● Saved entries
=== Section Start ===
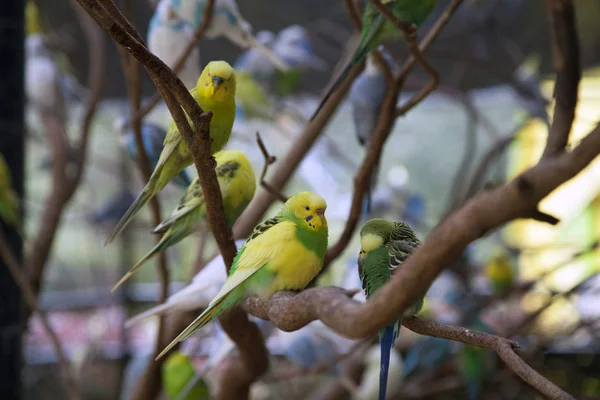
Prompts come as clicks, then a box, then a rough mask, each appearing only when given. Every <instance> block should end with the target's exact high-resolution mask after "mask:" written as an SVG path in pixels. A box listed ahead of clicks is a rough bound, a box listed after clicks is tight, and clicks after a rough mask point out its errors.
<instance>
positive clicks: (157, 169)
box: [105, 61, 236, 245]
mask: <svg viewBox="0 0 600 400" xmlns="http://www.w3.org/2000/svg"><path fill="white" fill-rule="evenodd" d="M235 87H236V81H235V71H234V69H233V68H232V67H231V65H229V64H228V63H227V62H225V61H211V62H209V63H208V64H207V65H206V67H204V70H203V71H202V74H201V75H200V77H199V78H198V83H197V84H196V87H195V88H193V89H192V90H190V93H191V94H192V96H193V97H194V99H195V100H196V101H197V102H198V104H199V105H200V107H202V109H203V110H204V111H212V113H213V116H212V120H211V122H210V138H211V140H212V144H211V149H210V150H211V153H212V154H214V153H216V152H217V151H219V150H221V149H222V148H223V147H224V146H225V145H226V144H227V141H228V140H229V135H230V134H231V128H232V127H233V121H234V119H235ZM188 120H189V117H188ZM190 122H191V121H190ZM192 162H193V158H192V154H191V153H190V150H189V149H188V147H187V144H186V143H185V141H184V140H183V138H182V137H181V135H180V134H179V130H178V129H177V126H176V125H175V122H174V121H172V122H171V126H169V131H168V132H167V136H166V137H165V141H164V143H163V150H162V152H161V153H160V158H159V160H158V163H157V164H156V167H155V168H154V171H153V172H152V176H151V177H150V180H149V181H148V183H147V184H146V186H145V187H144V189H143V190H142V192H141V193H140V194H139V196H138V198H137V199H136V200H135V201H134V202H133V204H132V205H131V207H129V210H127V212H126V213H125V215H124V216H123V218H121V220H120V221H119V223H118V224H117V226H116V227H115V229H114V230H113V232H112V233H111V235H110V236H109V237H108V238H107V239H106V242H105V245H107V244H108V243H110V242H112V241H113V240H114V238H115V237H117V235H119V233H121V231H123V229H124V228H125V227H126V226H127V224H128V223H129V222H130V221H131V220H132V219H133V217H135V216H136V215H137V213H138V212H139V211H140V210H141V209H142V207H143V206H144V204H146V203H147V202H148V200H150V199H151V198H152V197H153V196H154V195H156V194H157V193H159V192H160V191H161V190H162V189H163V188H164V187H165V186H166V185H167V184H168V183H169V181H170V180H171V179H172V178H173V177H175V176H177V175H178V174H179V173H180V172H181V171H182V170H183V169H184V168H186V167H187V166H189V165H191V164H192Z"/></svg>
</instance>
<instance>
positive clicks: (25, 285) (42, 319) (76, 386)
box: [0, 231, 83, 400]
mask: <svg viewBox="0 0 600 400" xmlns="http://www.w3.org/2000/svg"><path fill="white" fill-rule="evenodd" d="M0 256H1V257H2V259H3V260H4V263H5V264H6V266H7V267H8V270H9V272H10V274H11V275H12V276H13V278H14V280H15V282H17V285H19V288H20V289H21V293H22V294H23V298H24V299H25V303H26V304H27V307H28V308H29V310H30V311H31V312H32V313H35V314H37V315H38V317H39V318H40V321H41V322H42V325H43V326H44V330H45V331H46V334H47V335H48V337H49V338H50V342H51V343H52V347H53V348H54V353H55V354H56V359H57V360H58V365H59V367H60V371H61V375H62V380H63V382H64V384H65V388H66V390H67V393H68V394H69V398H70V399H71V400H80V399H83V396H82V395H81V393H80V392H79V389H78V388H77V383H76V381H75V378H74V377H73V373H72V371H71V367H70V365H69V361H68V360H67V357H66V356H65V353H64V350H63V348H62V344H61V342H60V340H59V339H58V335H57V334H56V332H54V329H52V326H51V325H50V321H48V317H47V316H46V313H44V312H42V311H41V310H40V309H39V308H38V306H37V299H36V295H35V292H34V291H33V289H32V288H31V285H30V283H29V280H28V279H27V277H26V276H25V274H24V273H23V268H22V267H21V266H20V265H19V263H18V262H17V259H16V257H15V256H14V254H13V253H12V251H11V250H10V246H9V245H8V243H7V241H6V238H5V237H4V233H2V232H1V231H0Z"/></svg>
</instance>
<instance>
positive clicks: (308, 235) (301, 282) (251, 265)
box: [157, 192, 328, 359]
mask: <svg viewBox="0 0 600 400" xmlns="http://www.w3.org/2000/svg"><path fill="white" fill-rule="evenodd" d="M326 208H327V203H326V202H325V199H323V198H322V197H321V196H319V195H316V194H314V193H310V192H300V193H296V194H295V195H293V196H292V197H290V198H289V199H288V201H286V202H285V204H284V206H283V208H282V210H281V211H280V212H279V213H278V214H277V215H276V216H274V217H273V218H270V219H268V220H266V221H265V222H263V223H261V224H259V225H257V226H256V228H254V232H253V233H252V235H250V237H249V238H248V240H246V243H244V246H243V247H242V248H241V249H240V251H239V252H238V253H237V255H236V256H235V258H234V260H233V265H232V266H231V270H230V272H229V276H228V278H227V280H226V281H225V284H224V285H223V287H222V288H221V290H220V291H219V293H218V294H217V296H216V297H215V298H214V299H213V300H212V301H211V303H210V304H209V306H208V307H207V308H206V310H204V312H203V313H202V314H200V316H199V317H198V318H196V319H195V320H194V322H192V323H191V324H190V325H189V326H188V327H187V328H186V329H185V330H184V331H183V332H181V333H180V334H179V336H177V337H176V338H175V340H173V341H172V342H171V343H170V344H169V345H168V346H167V347H166V348H165V349H164V350H163V351H162V352H161V353H160V354H159V355H158V357H157V359H158V358H160V357H162V356H163V355H164V354H166V353H167V352H168V351H169V350H170V349H171V348H172V347H173V346H175V344H177V343H178V342H181V341H183V340H185V339H186V338H187V337H188V336H190V335H191V334H192V333H193V332H194V331H195V330H197V329H200V328H202V327H203V326H205V325H206V324H208V323H209V322H211V321H212V320H213V319H215V318H217V317H218V316H220V315H221V314H222V313H223V312H224V311H226V310H228V309H230V308H232V307H234V306H236V305H238V304H240V303H241V302H242V301H244V300H245V299H246V298H247V297H249V296H259V297H261V298H263V299H268V298H269V297H270V296H271V295H272V294H273V293H275V292H277V291H281V290H301V289H304V288H305V287H306V285H308V283H309V282H310V281H311V280H312V279H313V278H314V277H315V276H316V275H317V274H318V273H319V271H320V270H321V267H322V266H323V260H324V258H325V252H326V251H327V239H328V227H327V220H326V218H325V209H326Z"/></svg>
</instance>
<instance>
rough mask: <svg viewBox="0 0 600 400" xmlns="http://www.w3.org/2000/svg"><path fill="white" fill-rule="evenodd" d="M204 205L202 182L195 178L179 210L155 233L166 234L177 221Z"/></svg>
mask: <svg viewBox="0 0 600 400" xmlns="http://www.w3.org/2000/svg"><path fill="white" fill-rule="evenodd" d="M203 204H204V193H203V192H202V187H201V186H200V181H199V180H198V178H195V179H194V181H193V182H192V183H191V185H190V186H189V187H188V189H187V191H186V192H185V194H184V195H183V197H182V198H181V200H180V202H179V205H178V206H177V208H176V209H175V210H174V211H173V212H172V213H171V215H169V216H168V217H167V218H165V220H164V221H162V222H161V223H160V224H159V225H158V226H157V227H156V228H154V230H153V231H152V232H153V233H164V232H165V231H166V230H167V229H169V228H170V227H171V226H172V225H173V223H174V222H175V221H177V220H178V219H180V218H182V217H184V216H185V215H187V214H189V213H190V212H192V211H194V210H196V209H197V208H198V207H200V206H202V205H203Z"/></svg>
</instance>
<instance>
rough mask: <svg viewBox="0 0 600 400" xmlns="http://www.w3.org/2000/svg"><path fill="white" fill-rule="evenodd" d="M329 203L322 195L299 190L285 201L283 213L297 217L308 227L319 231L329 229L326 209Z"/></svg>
mask: <svg viewBox="0 0 600 400" xmlns="http://www.w3.org/2000/svg"><path fill="white" fill-rule="evenodd" d="M326 209H327V203H326V202H325V199H324V198H322V197H321V196H319V195H317V194H314V193H311V192H299V193H296V194H295V195H293V196H292V197H290V198H289V199H288V201H286V202H285V205H284V206H283V211H282V214H284V215H286V216H291V217H293V218H294V219H297V220H298V222H299V223H300V224H302V226H303V227H305V228H306V229H309V230H311V231H315V232H318V231H320V230H321V228H325V229H327V219H325V210H326Z"/></svg>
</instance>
=== Section End ===
● Exercise prompt
Repeat only the lines between the top of the entries above and the line containing "positive clicks: (157, 169)", both ends included, without the pictures.

● Exercise answer
Prompts come as clicks, then a box, then a rough mask, each appearing only when given. Every <instance> block should end with the target's exact high-resolution mask after "mask:" written as an SVG path in pixels. A box listed ahead of clicks is a rough bound, a box listed after clicks is tight, and clicks after a rough mask point out its errors.
<instance>
positive clicks: (157, 169)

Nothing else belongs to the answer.